CHALLENGE.
Could you output the lines below as a Markdown table with the columns "Row" and "Line," numbering each row and skipping blank lines? Leave the pictures out.

+++

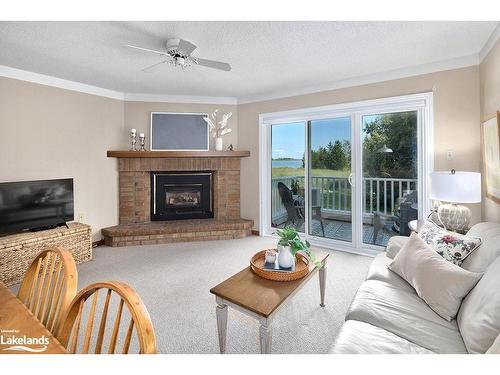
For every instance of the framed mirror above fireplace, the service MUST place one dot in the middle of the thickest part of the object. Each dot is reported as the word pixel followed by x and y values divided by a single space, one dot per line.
pixel 181 195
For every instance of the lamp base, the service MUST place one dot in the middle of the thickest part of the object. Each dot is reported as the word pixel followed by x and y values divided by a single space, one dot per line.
pixel 455 217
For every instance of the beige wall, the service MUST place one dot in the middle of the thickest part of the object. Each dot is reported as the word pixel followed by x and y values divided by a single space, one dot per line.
pixel 456 118
pixel 138 116
pixel 490 103
pixel 48 132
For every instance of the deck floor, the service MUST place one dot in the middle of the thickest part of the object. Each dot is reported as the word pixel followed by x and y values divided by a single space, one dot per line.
pixel 342 230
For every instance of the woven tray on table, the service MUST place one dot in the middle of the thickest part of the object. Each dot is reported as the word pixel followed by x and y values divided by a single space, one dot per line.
pixel 301 268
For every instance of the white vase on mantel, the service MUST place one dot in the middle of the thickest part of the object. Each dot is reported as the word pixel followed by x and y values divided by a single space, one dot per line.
pixel 285 257
pixel 218 144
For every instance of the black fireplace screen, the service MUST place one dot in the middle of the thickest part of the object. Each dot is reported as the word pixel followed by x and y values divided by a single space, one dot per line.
pixel 181 195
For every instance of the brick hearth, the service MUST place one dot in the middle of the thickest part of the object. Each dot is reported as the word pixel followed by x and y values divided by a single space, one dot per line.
pixel 135 227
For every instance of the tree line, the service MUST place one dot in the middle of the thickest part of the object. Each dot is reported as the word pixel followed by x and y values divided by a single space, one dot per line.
pixel 396 131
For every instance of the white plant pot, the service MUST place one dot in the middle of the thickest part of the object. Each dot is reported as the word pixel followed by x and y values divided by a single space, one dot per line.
pixel 219 145
pixel 285 257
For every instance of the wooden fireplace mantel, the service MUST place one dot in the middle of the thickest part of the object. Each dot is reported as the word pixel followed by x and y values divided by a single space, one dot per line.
pixel 178 154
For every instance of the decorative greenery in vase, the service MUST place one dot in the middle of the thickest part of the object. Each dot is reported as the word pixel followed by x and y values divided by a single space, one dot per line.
pixel 290 238
pixel 218 128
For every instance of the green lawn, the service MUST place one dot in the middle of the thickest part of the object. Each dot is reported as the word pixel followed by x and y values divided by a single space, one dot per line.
pixel 286 172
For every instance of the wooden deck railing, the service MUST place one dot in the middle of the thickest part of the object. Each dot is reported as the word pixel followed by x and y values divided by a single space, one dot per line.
pixel 379 194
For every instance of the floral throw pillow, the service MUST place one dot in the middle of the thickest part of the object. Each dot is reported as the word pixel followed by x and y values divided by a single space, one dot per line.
pixel 451 246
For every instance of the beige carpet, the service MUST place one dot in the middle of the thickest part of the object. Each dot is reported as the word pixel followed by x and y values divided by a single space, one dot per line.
pixel 174 282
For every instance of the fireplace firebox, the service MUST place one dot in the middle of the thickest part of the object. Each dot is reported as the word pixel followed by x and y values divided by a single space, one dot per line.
pixel 181 195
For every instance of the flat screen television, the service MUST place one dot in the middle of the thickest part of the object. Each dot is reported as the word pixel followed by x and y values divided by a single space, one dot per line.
pixel 32 205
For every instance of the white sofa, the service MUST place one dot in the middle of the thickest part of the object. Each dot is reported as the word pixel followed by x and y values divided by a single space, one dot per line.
pixel 387 316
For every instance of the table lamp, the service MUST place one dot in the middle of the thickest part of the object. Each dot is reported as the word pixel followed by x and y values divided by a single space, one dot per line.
pixel 455 187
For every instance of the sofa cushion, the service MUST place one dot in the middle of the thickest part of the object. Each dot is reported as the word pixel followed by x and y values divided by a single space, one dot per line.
pixel 379 271
pixel 406 315
pixel 489 250
pixel 441 284
pixel 394 245
pixel 479 315
pixel 363 338
pixel 495 348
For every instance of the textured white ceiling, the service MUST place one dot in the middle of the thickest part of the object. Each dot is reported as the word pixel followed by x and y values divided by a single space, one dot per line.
pixel 266 57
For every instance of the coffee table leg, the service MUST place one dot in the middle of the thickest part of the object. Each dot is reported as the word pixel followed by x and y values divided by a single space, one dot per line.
pixel 221 312
pixel 322 283
pixel 265 338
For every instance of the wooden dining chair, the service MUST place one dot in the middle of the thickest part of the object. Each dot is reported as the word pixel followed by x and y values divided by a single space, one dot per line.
pixel 49 285
pixel 77 314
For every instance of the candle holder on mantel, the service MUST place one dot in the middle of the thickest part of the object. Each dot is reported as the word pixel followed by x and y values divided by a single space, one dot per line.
pixel 133 139
pixel 142 139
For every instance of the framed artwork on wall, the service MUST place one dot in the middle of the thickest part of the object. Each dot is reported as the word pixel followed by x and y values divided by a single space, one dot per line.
pixel 179 132
pixel 490 134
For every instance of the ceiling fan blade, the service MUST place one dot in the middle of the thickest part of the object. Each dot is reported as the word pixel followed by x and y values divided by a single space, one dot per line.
pixel 185 47
pixel 213 64
pixel 154 67
pixel 147 50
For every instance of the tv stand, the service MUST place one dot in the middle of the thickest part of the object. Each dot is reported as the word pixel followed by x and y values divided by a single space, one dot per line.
pixel 47 227
pixel 17 251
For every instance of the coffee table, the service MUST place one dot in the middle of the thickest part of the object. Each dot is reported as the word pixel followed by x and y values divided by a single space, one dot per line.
pixel 260 298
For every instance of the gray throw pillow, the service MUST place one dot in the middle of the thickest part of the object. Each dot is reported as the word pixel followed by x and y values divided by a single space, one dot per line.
pixel 441 284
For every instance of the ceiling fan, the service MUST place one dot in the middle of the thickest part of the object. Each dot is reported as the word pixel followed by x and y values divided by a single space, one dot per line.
pixel 178 53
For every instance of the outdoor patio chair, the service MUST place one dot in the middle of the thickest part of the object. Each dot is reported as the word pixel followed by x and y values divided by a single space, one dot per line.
pixel 294 212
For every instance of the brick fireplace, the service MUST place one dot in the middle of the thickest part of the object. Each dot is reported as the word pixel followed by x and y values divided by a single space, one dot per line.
pixel 138 226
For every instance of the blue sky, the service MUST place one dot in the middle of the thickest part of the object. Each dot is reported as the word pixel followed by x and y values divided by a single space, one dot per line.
pixel 288 140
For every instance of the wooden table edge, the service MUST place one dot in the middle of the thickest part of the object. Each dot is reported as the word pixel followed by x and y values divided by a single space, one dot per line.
pixel 324 257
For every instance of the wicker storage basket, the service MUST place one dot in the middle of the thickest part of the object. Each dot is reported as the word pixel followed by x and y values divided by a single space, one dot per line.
pixel 301 268
pixel 17 251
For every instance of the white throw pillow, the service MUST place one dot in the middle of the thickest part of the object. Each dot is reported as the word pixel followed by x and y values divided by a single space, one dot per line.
pixel 441 284
pixel 453 247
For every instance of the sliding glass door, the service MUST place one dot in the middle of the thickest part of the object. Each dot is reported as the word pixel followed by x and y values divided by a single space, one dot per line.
pixel 348 176
pixel 330 189
pixel 288 147
pixel 390 175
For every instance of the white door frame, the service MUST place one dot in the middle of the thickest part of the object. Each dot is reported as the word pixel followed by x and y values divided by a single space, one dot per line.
pixel 422 103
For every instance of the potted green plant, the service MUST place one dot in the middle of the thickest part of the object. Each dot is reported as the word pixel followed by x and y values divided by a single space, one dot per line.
pixel 289 244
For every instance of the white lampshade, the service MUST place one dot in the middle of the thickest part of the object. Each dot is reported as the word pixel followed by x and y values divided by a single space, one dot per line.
pixel 457 187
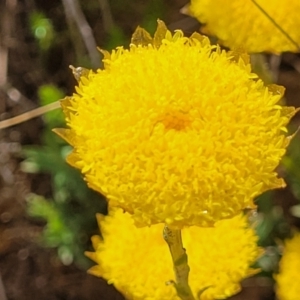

+++

REPLY.
| Row | Line |
|---|---|
| 1 | For every instance of the framed mirror above fireplace, the service MUST place one dot in the middle of the thickest part of the object. Each dot is reported as the word pixel followed by x and y values divided by a single space, one dot per line. |
| 2 | pixel 181 195 |
| 3 | For every instance of the lamp base, the service MUST place one dot in the middle of the thickest part of the object. Each dot is reported as the word pixel followed by x and y values divided by a single space, one dot per line. |
| 4 | pixel 455 217 |
| 5 | For every instance of the beige wall, the service MUST place one dot in the middle of the thickest part of the object. Each dot is reported as the word pixel followed by x and y values divided by a single space, one dot per line. |
| 6 | pixel 456 118 |
| 7 | pixel 138 116 |
| 8 | pixel 490 103 |
| 9 | pixel 48 132 |
| 10 | For every instance of the deck floor, the service MUST place one dot in the middle of the thickest part of the object. Each dot is reported as the word pixel followed by x and y values divided by a single space, one dot per line. |
| 11 | pixel 342 230 |
| 12 | For every instance of the woven tray on table, the service MUST place one dot in the middle of the thickest part of the object. Each dot is reported as the word pixel followed by x and y values divided by a single space, one dot per line. |
| 13 | pixel 301 268 |
| 14 | For every instance of the white vase on mantel, the service MUST place one dot in the middle of the thickest part of the object. Each dot is reported as the word pixel followed by x and y values divided by a single space, one dot per line. |
| 15 | pixel 285 257 |
| 16 | pixel 218 144 |
| 17 | For every instance of the black fireplace screen, the service MUST place one dot in the middle of the thickest part of the object. Each dot is reported as the word pixel followed by x and y values divided by a single space, one dot per line. |
| 18 | pixel 181 195 |
| 19 | For every instance of the brick hearth, the service MUST place one dot in the middle of the thickest part of the object. Each dot is reported as the word pixel followed by x and y values divided by a single space, one dot per line. |
| 20 | pixel 135 227 |
| 21 | For every instance of the tree line, the service MUST place one dot in the middle of the thickest part of the object. Each dot is reported as the word pixel followed by x and y values divided by a single space, one dot per line. |
| 22 | pixel 396 131 |
| 23 | For every instance of the white plant pot, the service MUST place one dot in the middle of the thickest part of the object. Each dot is reported as the word pixel followed by x and y values divided by a single space, one dot per line. |
| 24 | pixel 219 145 |
| 25 | pixel 285 257 |
| 26 | For every instance of the wooden fireplace mantel, the service MUST place one dot in the middle of the thickest part of the object. Each dot is reported as the word pixel followed by x and y values divided by a single space, one dot per line. |
| 27 | pixel 178 154 |
| 28 | For every instance of the decorative greenery in vase, the service MUST place one dot in the middle of the thickest part of the object. Each dot is reported as the word pixel followed by x and y values divided by a single space, one dot per line. |
| 29 | pixel 290 238 |
| 30 | pixel 218 128 |
| 31 | For every instance of the green lawn, the service MUST place one dot in the middle of the thickest part of the object. Each dot is reported as the word pixel followed by x and y values divided by a single space, one dot per line. |
| 32 | pixel 286 172 |
| 33 | For every instance of the wooden deck railing, the service MUST place one dot in the middle of the thickest part of the object. Each dot is reported as the word pixel followed by x and y values divided by a single space, one dot per line. |
| 34 | pixel 379 194 |
| 35 | For every instance of the floral throw pillow, the service MUST place one dot in the middle of the thickest part of the object. Each dot is reported as the word pixel followed by x and y values divided by a single space, one dot per line. |
| 36 | pixel 451 246 |
| 37 | For every instance of the beige carpet, the service MUST place one dot in the middle of the thickest part of the object. Each dot is reported as the word pixel followed by x and y values divided by a single space, one dot per line. |
| 38 | pixel 174 282 |
| 39 | For every instance of the fireplace firebox, the service MUST place one dot in the middle of the thickest part of the object. Each dot is reported as the word pixel followed by x and y values divided by a single space, one dot per line. |
| 40 | pixel 181 195 |
| 41 | For every instance of the flat screen television, the service MUST place one dot in the middle of the thickest part of the object. Each dot is reported as the word pixel followed by x and y values divided by a single space, one dot per line. |
| 42 | pixel 32 205 |
| 43 | For every instance of the white sofa, the service MUST place one dot in the middle of the thickest part of the object. Each dot is reported as the word pixel followed by x and y values divided by a single space, one dot per line. |
| 44 | pixel 387 316 |
| 45 | For every instance of the table lamp, the service MUST place one dot in the middle of the thickest part of the object. Each dot is reported as the word pixel followed by x and y values divided by a single space, one dot per line. |
| 46 | pixel 455 187 |
| 47 | For every instance of the sofa cushion, the service MUST place one dot in the middle of the thickest part of the object. Each dot is reported as the word pixel followed by x and y values divided by a single space, one dot per line. |
| 48 | pixel 379 271 |
| 49 | pixel 406 315 |
| 50 | pixel 489 250 |
| 51 | pixel 441 284 |
| 52 | pixel 394 245 |
| 53 | pixel 479 315 |
| 54 | pixel 363 338 |
| 55 | pixel 495 348 |
| 56 | For every instance of the textured white ceiling, the service MUST place one dot in the middle of the thickest part of the object. Each dot is reported as the word pixel followed by x and y values divided by a single space, one dot per line. |
| 57 | pixel 266 57 |
| 58 | For every instance of the coffee table leg, the service MUST place one dot in the middle of the thickest part of the object. Each dot is reported as the word pixel followed by x and y values divided by a single space, one dot per line. |
| 59 | pixel 221 312 |
| 60 | pixel 322 283 |
| 61 | pixel 265 338 |
| 62 | For every instance of the wooden dining chair, the service MUST place one dot in the middle of the thickest part of the object. Each dot is reported as the word pixel followed by x and y values divided by a single space, one dot per line. |
| 63 | pixel 49 285 |
| 64 | pixel 77 314 |
| 65 | For every instance of the candle holder on mantel, the service MUST place one dot in the middle of the thickest part of the object. Each dot is reported as the word pixel followed by x and y values divided by a single space, one dot per line. |
| 66 | pixel 133 139 |
| 67 | pixel 142 139 |
| 68 | For every instance of the framed artwork on wall, the service MUST place one dot in the middle of the thickest part of the object. Each dot is reported as the word pixel followed by x and y values divided by a single space, one dot per line. |
| 69 | pixel 179 132 |
| 70 | pixel 490 134 |
| 71 | For every instance of the ceiling fan blade, the service MUST place one dot in the middle of the thickest part of the object. Each dot is reported as the word pixel followed by x and y values divided by a single space, one dot per line. |
| 72 | pixel 185 47 |
| 73 | pixel 213 64 |
| 74 | pixel 154 67 |
| 75 | pixel 147 50 |
| 76 | For every instance of the tv stand, the service MUST place one dot in the middle of the thickest part of the object. Each dot is reported as the word pixel followed by x and y values divided by a single space, one dot per line. |
| 77 | pixel 47 227 |
| 78 | pixel 17 251 |
| 79 | For every instance of the coffee table, the service MUST place one dot in the middle of the thickest part of the object. Each dot is reported as the word pixel followed by x and y values divided by a single space, one dot per line. |
| 80 | pixel 260 298 |
| 81 | For every instance of the gray throw pillow, the service MUST place one dot in the middle of the thickest part of the object. Each dot is reported as the word pixel followed by x and y values divided by a single space, one dot per line. |
| 82 | pixel 441 284 |
| 83 | For every instance of the ceiling fan, the service MUST place one dot in the middle of the thickest part of the object. Each dot is reported as the word pixel followed by x and y values divided by a single space, one dot per line. |
| 84 | pixel 178 53 |
| 85 | For every instance of the outdoor patio chair, the service MUST place one dot in the middle of the thickest part of the object. Each dot is reported as the word pixel followed by x and y values divided by a single space, one dot per line. |
| 86 | pixel 294 212 |
| 87 | For every instance of the brick fireplace, the service MUST place one dot in the middle of the thickest part of the object. Each dot is reported as the word pixel followed by x and y values divided by a single space, one dot per line. |
| 88 | pixel 138 226 |
| 89 | For every instance of the blue sky, the service MUST place one dot in the middle of the thickest part of the object. Each dot is reported as the word pixel followed by x and y values divided by a single space, one dot per line. |
| 90 | pixel 288 140 |
| 91 | For every instance of the wooden table edge, the service MUST place one dot in the middle of the thickest part of the object. Each dot is reported as the word pixel followed by x and y values divided by a single space, one dot per line. |
| 92 | pixel 324 257 |
| 93 | For every instance of the wicker storage basket, the service MUST place one dot in the middle of the thickest part of the object. Each dot is reported as the word pixel followed by x and y values divided by a single space, one dot per line. |
| 94 | pixel 301 268 |
| 95 | pixel 17 251 |
| 96 | For every instance of the white throw pillow, the service MUST place one dot in the middle of the thickest part of the object. Each dot is reported as the word pixel followed by x and y values divided by a single space, one dot per line. |
| 97 | pixel 441 284 |
| 98 | pixel 453 247 |
| 99 | For every instance of the sliding glass door, the service MUST place one dot in the middle of the thickest part of the object. Each dot is reported as the word pixel followed by x and y values divided by a single space, one dot per line. |
| 100 | pixel 348 176 |
| 101 | pixel 330 189 |
| 102 | pixel 288 147 |
| 103 | pixel 390 175 |
| 104 | For every instance of the white door frame, the service MUST place one dot in the middle of the thickest part of the object. Each dot is reported as the word pixel followed by x and y values divided by a single space, one dot per line. |
| 105 | pixel 422 103 |
| 106 | For every instance of the potted green plant, the service MUST place one dot in the middle of the thickest part of the object. Each dot is reported as the word pixel followed by x and y values divided by a single space, one dot per line. |
| 107 | pixel 289 244 |
| 108 | For every instance of the white lampshade, the service MUST place one dot in the middle of the thickest part of the object. Each dot is reported as the word pixel followed by x and y values divided by a single space, one dot per line. |
| 109 | pixel 457 187 |